GIVEN REQUEST ▸ Pick out each line in the records below that contains the string "cloud", and copy those lines. Matching is case-sensitive.

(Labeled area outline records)
§ §

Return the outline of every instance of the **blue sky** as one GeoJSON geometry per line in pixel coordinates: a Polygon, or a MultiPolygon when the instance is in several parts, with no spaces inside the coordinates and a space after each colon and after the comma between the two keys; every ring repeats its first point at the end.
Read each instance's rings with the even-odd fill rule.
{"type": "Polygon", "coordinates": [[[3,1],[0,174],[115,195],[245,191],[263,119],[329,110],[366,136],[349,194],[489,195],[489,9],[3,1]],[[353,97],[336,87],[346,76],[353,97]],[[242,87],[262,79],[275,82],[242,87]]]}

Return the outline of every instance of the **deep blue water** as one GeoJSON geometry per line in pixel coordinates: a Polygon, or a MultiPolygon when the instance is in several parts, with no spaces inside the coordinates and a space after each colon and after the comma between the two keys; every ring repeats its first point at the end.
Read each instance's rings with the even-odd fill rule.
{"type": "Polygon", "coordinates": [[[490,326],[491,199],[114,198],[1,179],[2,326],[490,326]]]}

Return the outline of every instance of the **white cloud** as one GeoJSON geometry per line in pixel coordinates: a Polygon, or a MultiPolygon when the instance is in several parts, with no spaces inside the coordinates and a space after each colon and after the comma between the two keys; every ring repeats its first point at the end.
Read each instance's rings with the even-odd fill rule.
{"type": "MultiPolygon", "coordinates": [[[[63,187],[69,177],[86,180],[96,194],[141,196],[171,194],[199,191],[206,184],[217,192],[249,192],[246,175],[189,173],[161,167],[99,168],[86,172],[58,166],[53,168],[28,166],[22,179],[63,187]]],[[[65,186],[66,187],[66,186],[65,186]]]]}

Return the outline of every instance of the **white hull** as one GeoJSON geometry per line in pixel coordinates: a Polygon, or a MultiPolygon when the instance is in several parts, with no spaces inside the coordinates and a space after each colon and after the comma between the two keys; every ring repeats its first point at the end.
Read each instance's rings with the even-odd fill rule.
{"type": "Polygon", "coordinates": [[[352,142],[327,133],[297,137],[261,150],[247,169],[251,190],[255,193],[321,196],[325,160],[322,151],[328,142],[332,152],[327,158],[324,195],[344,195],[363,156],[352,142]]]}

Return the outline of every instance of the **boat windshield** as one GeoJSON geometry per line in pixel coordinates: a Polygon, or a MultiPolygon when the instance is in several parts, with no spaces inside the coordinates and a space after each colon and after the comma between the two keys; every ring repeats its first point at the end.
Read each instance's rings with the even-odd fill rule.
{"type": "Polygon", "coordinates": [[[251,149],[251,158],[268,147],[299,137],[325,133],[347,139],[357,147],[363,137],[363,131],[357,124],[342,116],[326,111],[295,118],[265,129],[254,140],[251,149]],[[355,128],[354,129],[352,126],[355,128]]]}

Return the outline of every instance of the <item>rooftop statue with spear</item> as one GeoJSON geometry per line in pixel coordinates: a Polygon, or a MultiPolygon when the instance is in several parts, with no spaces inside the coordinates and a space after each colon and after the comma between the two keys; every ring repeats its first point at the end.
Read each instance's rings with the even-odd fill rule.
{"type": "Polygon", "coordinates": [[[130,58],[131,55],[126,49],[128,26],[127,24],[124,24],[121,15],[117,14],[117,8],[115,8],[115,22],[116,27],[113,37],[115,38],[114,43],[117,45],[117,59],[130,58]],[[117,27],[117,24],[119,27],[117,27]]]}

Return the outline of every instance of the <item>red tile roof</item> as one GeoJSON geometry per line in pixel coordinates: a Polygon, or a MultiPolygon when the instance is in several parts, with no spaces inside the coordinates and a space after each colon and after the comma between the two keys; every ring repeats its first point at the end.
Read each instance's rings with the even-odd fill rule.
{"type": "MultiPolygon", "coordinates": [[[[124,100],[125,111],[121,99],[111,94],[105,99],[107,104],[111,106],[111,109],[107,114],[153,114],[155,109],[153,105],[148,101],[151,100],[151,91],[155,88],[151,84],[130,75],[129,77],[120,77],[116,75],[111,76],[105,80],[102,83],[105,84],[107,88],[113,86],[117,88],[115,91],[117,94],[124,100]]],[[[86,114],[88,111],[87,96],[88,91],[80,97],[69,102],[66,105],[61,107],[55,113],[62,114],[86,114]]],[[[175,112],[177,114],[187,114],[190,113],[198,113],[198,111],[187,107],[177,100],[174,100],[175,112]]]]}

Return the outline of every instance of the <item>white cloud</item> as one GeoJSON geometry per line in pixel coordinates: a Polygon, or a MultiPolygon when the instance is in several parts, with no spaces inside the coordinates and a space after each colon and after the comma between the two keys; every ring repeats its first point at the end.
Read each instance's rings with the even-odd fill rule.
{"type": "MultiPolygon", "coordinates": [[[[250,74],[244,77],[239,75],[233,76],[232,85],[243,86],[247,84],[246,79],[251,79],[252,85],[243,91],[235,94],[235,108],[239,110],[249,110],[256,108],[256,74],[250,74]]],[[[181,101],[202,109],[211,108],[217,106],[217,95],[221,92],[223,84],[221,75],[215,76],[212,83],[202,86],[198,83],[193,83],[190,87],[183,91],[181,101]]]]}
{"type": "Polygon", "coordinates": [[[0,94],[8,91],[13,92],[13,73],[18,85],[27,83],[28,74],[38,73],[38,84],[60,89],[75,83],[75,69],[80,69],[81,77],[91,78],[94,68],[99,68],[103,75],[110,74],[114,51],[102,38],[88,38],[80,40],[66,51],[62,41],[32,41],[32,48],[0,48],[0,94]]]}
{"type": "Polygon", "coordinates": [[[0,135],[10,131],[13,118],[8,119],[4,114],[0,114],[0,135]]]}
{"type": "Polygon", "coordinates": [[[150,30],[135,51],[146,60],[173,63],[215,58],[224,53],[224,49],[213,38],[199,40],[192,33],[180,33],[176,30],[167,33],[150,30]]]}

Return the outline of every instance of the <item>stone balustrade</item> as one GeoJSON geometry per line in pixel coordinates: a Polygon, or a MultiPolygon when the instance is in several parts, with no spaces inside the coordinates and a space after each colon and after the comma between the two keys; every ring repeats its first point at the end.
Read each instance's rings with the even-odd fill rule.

§ §

REPLY TO THE EXERCISE ▸
Return the outline of every instance of the **white cloud** as one GeoJSON geometry per line in pixel coordinates: a Polygon, or a MultiPolygon when the instance is in several parts, with no spaces inside the coordinates and a space after each colon and after the comma between the two keys; every ring repeats its first point at the end.
Return the outline of every instance of the <item>white cloud</item> as one GeoJSON geometry per line in pixel coordinates: a Polygon, or a MultiPolygon when the instance is in several parts, with no spaces inside the coordinates and a space after each colon and after the comma between the two keys; every ring repeats its first point at the end.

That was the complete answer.